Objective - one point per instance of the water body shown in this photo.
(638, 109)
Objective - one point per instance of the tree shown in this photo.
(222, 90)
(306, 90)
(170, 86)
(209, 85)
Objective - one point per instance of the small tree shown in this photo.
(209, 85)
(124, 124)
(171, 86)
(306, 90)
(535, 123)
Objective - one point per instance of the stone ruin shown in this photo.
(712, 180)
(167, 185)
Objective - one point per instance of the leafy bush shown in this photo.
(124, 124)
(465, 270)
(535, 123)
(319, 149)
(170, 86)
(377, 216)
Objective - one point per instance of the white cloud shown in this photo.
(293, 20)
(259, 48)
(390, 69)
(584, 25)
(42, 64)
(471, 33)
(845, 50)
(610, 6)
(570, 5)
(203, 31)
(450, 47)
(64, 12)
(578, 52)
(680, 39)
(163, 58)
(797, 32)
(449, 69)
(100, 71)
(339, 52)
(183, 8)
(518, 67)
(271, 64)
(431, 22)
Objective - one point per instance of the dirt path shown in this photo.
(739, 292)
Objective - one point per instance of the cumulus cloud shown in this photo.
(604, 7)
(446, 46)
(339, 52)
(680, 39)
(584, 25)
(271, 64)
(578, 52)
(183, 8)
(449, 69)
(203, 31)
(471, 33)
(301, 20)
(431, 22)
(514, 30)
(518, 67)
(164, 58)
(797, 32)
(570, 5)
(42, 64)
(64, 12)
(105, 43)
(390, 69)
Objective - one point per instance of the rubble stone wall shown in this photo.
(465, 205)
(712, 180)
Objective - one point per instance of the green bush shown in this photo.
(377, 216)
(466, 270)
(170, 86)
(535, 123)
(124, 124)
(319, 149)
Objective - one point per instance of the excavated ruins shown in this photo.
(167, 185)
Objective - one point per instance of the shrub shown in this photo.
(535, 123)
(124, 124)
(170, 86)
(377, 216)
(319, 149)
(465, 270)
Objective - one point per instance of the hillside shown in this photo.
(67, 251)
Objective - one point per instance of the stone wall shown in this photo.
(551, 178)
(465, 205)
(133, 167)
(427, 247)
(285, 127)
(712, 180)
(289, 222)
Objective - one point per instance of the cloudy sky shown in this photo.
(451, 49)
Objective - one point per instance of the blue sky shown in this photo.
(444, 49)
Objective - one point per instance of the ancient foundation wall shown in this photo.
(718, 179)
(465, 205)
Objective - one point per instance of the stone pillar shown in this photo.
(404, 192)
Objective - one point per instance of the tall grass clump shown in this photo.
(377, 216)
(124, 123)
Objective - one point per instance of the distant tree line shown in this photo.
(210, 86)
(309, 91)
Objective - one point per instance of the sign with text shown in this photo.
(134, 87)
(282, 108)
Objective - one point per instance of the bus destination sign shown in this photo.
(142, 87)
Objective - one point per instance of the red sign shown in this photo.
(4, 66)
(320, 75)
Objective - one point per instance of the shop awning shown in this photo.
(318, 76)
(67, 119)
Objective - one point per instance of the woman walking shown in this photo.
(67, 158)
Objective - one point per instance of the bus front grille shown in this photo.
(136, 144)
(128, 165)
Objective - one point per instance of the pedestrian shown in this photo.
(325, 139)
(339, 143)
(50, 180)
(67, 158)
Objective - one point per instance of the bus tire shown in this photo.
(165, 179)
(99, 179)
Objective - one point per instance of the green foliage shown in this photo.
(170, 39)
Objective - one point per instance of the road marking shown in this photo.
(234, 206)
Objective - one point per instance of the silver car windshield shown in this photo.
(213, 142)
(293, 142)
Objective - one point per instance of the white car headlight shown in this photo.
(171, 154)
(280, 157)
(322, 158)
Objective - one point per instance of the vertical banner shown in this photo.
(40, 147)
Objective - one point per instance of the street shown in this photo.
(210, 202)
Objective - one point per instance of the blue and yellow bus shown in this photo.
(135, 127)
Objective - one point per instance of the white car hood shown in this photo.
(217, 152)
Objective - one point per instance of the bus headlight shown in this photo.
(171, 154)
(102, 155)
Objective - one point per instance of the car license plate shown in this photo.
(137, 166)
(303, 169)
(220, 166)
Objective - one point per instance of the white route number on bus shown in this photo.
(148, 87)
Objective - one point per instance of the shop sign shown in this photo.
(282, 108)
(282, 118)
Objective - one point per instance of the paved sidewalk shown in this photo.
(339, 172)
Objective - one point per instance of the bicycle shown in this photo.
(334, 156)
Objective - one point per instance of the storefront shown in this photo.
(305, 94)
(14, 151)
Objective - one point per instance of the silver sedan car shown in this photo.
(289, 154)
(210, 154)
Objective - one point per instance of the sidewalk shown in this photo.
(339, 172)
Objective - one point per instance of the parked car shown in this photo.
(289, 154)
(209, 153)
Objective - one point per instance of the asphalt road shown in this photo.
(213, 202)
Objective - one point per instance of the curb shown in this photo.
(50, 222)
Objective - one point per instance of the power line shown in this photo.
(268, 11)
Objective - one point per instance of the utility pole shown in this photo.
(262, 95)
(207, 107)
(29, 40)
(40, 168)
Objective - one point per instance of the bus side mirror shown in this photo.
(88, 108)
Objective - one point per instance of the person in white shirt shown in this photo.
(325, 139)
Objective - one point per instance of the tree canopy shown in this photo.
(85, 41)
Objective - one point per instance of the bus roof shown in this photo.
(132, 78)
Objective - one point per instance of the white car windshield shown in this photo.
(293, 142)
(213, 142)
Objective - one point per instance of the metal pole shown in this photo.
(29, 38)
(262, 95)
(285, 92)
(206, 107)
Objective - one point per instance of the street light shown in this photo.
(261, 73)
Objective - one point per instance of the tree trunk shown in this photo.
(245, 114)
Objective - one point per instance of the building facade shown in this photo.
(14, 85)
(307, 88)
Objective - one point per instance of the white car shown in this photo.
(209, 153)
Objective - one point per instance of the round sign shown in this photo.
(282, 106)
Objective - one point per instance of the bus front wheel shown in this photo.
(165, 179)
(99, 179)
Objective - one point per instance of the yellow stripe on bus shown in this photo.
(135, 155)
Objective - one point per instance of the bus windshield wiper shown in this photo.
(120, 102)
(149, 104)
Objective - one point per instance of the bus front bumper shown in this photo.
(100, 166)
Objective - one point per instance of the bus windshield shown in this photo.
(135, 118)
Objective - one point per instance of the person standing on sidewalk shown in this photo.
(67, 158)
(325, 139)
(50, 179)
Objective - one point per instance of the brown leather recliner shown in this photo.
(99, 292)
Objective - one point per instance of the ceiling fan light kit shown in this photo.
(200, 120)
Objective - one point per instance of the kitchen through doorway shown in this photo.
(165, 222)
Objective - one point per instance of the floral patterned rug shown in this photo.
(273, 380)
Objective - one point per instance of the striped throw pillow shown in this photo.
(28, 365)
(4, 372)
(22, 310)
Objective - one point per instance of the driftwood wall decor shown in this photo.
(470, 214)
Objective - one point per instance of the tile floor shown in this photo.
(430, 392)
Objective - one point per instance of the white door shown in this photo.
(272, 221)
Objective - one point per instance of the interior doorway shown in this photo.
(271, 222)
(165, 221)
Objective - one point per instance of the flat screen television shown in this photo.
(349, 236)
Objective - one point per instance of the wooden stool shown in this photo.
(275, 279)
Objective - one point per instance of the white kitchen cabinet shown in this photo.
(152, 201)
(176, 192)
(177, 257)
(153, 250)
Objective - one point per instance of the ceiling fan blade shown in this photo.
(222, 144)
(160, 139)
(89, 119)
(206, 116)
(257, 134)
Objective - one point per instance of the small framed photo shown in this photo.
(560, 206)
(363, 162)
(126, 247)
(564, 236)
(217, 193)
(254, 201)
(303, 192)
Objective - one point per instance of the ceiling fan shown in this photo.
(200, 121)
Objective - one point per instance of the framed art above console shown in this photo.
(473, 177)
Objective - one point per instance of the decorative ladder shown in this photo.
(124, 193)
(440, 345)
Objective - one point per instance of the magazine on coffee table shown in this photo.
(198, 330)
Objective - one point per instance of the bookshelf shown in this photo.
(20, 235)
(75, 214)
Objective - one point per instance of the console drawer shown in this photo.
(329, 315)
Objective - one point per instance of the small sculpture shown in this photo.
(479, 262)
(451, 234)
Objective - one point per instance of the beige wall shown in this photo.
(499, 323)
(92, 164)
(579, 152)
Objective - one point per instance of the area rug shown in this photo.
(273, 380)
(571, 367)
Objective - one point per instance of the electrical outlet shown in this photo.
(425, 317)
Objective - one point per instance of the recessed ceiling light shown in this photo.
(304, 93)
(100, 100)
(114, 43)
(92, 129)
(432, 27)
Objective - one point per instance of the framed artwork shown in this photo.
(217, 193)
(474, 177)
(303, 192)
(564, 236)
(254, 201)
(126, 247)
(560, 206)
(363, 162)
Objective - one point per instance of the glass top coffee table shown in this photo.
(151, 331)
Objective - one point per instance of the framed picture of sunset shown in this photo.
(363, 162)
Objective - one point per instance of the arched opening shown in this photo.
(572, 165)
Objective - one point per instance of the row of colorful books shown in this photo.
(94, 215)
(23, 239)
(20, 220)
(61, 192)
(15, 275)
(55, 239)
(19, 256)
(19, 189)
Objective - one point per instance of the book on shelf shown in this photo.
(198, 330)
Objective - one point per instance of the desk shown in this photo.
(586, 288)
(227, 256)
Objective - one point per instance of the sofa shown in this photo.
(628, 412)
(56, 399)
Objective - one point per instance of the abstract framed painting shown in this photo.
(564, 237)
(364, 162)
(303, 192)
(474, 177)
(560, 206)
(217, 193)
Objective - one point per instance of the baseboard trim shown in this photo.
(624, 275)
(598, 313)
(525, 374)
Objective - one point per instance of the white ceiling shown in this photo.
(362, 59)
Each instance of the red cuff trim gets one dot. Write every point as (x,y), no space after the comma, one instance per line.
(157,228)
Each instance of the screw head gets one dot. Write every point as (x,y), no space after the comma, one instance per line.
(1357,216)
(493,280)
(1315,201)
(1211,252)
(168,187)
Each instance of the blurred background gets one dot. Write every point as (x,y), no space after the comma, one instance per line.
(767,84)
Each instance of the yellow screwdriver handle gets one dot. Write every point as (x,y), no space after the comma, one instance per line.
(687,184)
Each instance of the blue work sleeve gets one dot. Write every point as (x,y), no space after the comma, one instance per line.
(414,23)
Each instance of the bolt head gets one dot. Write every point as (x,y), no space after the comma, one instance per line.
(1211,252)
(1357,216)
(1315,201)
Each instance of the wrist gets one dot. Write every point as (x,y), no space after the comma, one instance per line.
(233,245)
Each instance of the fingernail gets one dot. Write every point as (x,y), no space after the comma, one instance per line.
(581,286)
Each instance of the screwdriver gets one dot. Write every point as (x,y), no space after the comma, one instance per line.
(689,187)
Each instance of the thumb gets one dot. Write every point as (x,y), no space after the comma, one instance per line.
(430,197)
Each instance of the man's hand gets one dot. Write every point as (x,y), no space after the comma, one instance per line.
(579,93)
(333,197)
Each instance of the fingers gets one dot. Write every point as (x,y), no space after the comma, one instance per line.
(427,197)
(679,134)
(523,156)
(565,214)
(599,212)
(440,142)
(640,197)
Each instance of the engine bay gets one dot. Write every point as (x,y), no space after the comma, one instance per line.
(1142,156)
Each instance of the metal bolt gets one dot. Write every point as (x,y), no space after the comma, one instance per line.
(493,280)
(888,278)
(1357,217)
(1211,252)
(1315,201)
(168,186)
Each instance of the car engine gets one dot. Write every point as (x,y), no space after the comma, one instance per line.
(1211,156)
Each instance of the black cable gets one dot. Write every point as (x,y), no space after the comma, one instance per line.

━━━━━━

-- Required task --
Convert everything from the line containing "Each instance of the fingernail" down to the last of the lines above into a JSON list of strings, one string per line, with blank lines omitted.

-- Correct answer --
[
  "Each instance of the fingernail gets one dot. Write every point as (x,y), no space after the comma, one instance per line.",
  "(581,286)",
  "Each instance of the screwdriver gets one dot. Write every point as (x,y), no space after the comma, one instance per line.",
  "(689,187)",
  "Each instance of the thumb gets one dot. Write every point as (x,y), no space after the comma, one instance per line.",
  "(430,197)",
  "Each instance of the man's hand gets one dot. Write every point as (x,y), no space after the comma, one instance per line.",
  "(579,93)",
  "(333,197)",
  "Each instance of the fingers gets one dot. Write every point as (x,y), no space after the comma, one instance per line.",
  "(427,197)",
  "(679,134)",
  "(523,156)",
  "(565,214)",
  "(599,212)",
  "(440,142)",
  "(640,197)",
  "Each instance of the engine bay gets one dot. Write every point as (x,y), no space after the comma, one instance per line.",
  "(1142,156)",
  "Each instance of the metal bolt gets one dot. Write every point as (x,y), no space after the comma, one instance per line.",
  "(493,280)",
  "(888,278)",
  "(1357,217)",
  "(1211,252)",
  "(1315,201)",
  "(168,186)",
  "Each instance of the car engine gets one dot. Write every point as (x,y), no space after the comma, one instance per line.",
  "(1211,156)",
  "Each instance of the black cable gets one dot. Write every point as (x,y), no space after the comma, one instance per line."
]